● **Texto del documento**
┌──

La victoria del PP en las elecciones del 7-J no debería interpretarse como el inicio de una nueva mayoría electoral en España, tal y como clamaba Mayor Oreja desde el balcón de Génova en la noche electoral del pasado domingo. El triunfo popular ha sido claro, pero no lo suficientemente contundente como para sacar conclusiones fiables de qué hubiera pasado en unas elecciones generales.
La verdad es que el domingo los españoles no votaron exactamente como si se tratara de un simulacro de las generales, principalmente debido a que la continuidad del Gobierno no estaba en juego. Por ello, los ciudadanos pudieron dejar los cálculos estratégicos a un lado y “votar con el corazón”, tal y como proponía IU durante la campaña electoral. Por otro lado, los insatisfechos con el Gobierno pudieron efectuar un voto de castigo light: era la ocasión idónea para aquellos que querían mandar una señal de protesta sin que con ello se estuviera contribuyendo a un cambio de Gobierno.

└──

● **Datos del listado**
┌──

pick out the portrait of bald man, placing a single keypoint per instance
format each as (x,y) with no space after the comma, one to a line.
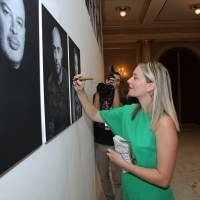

└──

● **Instrucciones de tareas**
[1] Enumere los nombres propios de personas, lugares y partidos políticos que aparecen en el texto sobre las elecciones del 7-J.
[2] Según el texto sobre las elecciones del 7-J, ¿cuál fue la razón principal por la que los españoles no votaron exactamente como en un simulacro de las generales?

● **Problemas resueltos**
[1]
- PP
- España
- Mayor Oreja
- Génova
- IU

[2] La continuidad del Gobierno no estaba en juego.